↓↓↓

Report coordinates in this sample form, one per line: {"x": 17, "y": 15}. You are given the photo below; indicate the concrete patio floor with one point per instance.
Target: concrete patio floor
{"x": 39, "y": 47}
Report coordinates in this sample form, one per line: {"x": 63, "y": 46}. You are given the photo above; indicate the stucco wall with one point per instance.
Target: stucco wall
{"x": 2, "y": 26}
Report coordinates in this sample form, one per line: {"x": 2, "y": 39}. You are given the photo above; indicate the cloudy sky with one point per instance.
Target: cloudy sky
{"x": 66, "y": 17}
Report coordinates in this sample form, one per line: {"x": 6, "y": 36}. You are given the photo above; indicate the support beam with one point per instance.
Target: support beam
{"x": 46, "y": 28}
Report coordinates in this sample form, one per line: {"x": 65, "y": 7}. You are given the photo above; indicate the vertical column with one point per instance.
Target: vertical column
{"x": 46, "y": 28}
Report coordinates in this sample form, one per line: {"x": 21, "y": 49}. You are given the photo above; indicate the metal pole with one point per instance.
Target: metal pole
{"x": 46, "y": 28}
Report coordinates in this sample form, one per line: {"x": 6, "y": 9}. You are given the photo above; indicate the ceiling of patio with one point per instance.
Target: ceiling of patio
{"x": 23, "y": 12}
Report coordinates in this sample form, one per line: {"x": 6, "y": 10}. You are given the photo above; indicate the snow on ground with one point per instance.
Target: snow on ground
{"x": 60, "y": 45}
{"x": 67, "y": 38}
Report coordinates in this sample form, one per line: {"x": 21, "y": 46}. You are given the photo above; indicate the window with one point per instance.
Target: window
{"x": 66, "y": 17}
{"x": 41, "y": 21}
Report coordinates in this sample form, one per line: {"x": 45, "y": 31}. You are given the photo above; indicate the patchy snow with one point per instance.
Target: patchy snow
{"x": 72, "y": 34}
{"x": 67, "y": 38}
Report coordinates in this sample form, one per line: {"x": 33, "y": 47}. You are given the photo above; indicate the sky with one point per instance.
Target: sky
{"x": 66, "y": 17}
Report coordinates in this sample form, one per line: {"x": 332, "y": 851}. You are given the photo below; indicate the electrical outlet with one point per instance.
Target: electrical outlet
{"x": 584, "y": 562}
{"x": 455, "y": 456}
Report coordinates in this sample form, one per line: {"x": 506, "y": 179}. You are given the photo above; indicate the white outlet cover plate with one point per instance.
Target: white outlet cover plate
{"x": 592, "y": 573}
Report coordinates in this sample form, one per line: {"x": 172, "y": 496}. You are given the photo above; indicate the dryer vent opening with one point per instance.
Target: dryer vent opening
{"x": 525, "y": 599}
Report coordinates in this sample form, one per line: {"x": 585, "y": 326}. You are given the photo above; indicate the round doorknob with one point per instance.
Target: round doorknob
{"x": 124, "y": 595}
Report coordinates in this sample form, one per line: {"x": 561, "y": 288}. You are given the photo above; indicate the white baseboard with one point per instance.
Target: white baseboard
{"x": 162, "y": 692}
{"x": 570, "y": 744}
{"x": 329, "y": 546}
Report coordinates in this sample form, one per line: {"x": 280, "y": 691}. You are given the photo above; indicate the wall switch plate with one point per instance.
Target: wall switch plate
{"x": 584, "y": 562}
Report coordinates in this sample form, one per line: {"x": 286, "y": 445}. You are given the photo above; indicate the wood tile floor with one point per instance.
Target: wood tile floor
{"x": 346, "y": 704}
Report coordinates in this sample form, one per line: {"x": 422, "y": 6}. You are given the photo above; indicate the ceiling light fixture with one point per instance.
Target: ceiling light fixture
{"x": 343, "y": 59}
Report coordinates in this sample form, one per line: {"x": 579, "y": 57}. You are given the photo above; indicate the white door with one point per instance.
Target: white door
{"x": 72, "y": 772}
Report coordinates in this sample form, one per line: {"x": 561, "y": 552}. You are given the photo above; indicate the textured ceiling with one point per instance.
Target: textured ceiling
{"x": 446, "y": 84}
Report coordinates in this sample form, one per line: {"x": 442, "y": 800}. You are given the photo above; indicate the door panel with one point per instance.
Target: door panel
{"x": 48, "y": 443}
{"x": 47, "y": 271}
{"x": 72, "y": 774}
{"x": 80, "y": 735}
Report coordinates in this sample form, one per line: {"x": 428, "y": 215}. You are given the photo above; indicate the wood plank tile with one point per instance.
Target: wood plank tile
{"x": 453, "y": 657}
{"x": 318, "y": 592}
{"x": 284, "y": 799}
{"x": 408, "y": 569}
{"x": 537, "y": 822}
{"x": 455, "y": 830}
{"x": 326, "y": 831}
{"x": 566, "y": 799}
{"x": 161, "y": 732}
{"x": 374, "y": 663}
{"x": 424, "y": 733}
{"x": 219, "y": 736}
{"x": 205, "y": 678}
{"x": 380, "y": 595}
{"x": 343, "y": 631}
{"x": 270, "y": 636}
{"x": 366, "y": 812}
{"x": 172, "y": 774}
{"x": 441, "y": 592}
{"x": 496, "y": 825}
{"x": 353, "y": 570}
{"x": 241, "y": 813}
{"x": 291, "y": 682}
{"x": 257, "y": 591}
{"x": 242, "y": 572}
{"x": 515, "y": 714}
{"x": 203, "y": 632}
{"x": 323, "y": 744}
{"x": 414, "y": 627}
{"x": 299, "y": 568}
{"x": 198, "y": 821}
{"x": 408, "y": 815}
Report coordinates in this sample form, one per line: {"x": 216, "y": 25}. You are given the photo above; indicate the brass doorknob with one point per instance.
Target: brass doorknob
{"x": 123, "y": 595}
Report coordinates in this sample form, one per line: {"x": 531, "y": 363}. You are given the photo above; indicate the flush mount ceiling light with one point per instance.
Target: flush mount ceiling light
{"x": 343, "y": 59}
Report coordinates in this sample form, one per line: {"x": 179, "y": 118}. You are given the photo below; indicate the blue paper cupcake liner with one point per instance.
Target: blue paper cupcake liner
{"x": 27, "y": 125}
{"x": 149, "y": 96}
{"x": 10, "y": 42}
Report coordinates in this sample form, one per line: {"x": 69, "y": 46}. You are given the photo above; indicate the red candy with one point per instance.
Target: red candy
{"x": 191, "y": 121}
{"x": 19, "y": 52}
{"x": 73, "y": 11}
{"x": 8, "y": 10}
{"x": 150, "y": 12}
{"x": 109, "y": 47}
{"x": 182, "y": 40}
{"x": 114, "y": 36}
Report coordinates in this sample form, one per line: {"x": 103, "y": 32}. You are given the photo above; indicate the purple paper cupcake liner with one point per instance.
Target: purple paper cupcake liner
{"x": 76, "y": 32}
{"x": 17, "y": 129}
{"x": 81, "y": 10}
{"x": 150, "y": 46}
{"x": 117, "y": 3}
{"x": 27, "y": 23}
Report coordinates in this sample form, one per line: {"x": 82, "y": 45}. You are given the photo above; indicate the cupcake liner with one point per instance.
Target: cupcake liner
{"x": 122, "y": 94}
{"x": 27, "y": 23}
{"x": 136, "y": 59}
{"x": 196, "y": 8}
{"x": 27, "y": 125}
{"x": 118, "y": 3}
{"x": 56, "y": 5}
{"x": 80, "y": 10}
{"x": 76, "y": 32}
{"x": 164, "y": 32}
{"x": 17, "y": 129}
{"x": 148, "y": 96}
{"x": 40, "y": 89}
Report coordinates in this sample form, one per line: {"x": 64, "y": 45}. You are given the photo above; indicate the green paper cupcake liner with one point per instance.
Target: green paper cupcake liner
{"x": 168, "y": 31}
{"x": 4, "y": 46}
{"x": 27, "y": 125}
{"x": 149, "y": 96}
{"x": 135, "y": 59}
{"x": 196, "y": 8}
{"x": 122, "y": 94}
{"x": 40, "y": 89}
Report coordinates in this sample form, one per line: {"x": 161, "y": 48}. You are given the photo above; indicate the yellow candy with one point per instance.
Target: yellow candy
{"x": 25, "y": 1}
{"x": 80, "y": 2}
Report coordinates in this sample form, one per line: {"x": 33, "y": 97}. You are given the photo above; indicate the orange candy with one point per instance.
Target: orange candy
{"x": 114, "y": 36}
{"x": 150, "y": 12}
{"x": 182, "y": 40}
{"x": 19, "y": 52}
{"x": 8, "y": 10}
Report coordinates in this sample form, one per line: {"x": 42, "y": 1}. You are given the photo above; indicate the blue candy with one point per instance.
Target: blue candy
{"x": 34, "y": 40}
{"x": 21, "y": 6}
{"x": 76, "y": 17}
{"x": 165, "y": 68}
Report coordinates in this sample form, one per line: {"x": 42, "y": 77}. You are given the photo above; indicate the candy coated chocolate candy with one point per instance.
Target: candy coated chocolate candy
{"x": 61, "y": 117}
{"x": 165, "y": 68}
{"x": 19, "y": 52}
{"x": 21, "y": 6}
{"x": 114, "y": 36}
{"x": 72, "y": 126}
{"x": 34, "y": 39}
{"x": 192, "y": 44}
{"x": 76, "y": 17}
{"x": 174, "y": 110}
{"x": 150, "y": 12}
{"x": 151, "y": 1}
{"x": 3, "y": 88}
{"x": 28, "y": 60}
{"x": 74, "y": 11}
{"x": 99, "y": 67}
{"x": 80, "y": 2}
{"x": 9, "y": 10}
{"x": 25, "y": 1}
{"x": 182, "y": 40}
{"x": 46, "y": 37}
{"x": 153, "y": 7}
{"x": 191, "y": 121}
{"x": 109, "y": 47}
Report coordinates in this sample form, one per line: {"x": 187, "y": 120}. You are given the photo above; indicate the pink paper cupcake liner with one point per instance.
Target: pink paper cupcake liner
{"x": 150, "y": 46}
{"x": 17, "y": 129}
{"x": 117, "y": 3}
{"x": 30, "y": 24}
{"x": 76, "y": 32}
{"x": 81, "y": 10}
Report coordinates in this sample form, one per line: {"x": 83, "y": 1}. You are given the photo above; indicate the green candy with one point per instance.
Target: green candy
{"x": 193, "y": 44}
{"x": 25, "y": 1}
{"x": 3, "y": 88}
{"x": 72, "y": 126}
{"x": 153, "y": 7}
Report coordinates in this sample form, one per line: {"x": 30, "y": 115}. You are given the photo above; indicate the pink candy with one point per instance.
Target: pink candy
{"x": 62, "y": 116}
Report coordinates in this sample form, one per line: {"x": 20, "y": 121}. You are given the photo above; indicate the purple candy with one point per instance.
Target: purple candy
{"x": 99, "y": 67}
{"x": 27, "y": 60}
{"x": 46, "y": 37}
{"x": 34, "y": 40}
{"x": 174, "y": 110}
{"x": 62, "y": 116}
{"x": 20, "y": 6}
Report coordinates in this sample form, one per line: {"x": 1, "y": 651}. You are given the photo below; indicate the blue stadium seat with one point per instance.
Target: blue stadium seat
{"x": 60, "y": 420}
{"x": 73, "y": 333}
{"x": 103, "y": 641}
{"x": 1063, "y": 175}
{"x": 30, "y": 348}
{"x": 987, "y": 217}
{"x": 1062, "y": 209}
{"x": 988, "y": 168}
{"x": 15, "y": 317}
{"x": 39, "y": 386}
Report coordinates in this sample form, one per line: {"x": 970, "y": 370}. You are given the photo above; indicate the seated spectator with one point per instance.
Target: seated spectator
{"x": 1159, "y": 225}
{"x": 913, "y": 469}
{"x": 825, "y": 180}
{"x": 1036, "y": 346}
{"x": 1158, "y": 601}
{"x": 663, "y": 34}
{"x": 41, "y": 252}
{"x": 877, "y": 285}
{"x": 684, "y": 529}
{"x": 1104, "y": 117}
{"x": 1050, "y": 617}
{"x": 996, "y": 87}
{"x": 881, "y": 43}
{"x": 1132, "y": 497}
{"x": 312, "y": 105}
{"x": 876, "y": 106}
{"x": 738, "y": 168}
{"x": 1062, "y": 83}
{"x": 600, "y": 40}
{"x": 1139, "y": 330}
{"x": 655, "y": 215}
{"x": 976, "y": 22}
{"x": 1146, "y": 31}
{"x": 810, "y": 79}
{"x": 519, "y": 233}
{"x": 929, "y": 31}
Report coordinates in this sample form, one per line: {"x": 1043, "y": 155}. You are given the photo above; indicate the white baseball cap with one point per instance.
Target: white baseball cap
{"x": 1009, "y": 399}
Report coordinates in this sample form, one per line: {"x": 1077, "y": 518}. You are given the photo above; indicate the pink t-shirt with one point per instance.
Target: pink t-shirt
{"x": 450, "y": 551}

↑↑↑

**What is expected:** Repeat only the stretch of lines starting at the one containing "cap with one point per instance." and running to the final line of the entries above.

**Finished exercise:**
Report coordinates in this sample form, one per line: {"x": 1043, "y": 155}. You are given the photo above; indicate the white baseball cap with one point per instance.
Target: white baseball cap
{"x": 1009, "y": 399}
Report coordinates in this sample form, one per line: {"x": 1077, "y": 518}. You are given the photo above; indicate the pink t-shirt with one point per instance.
Target: pink t-shirt
{"x": 450, "y": 551}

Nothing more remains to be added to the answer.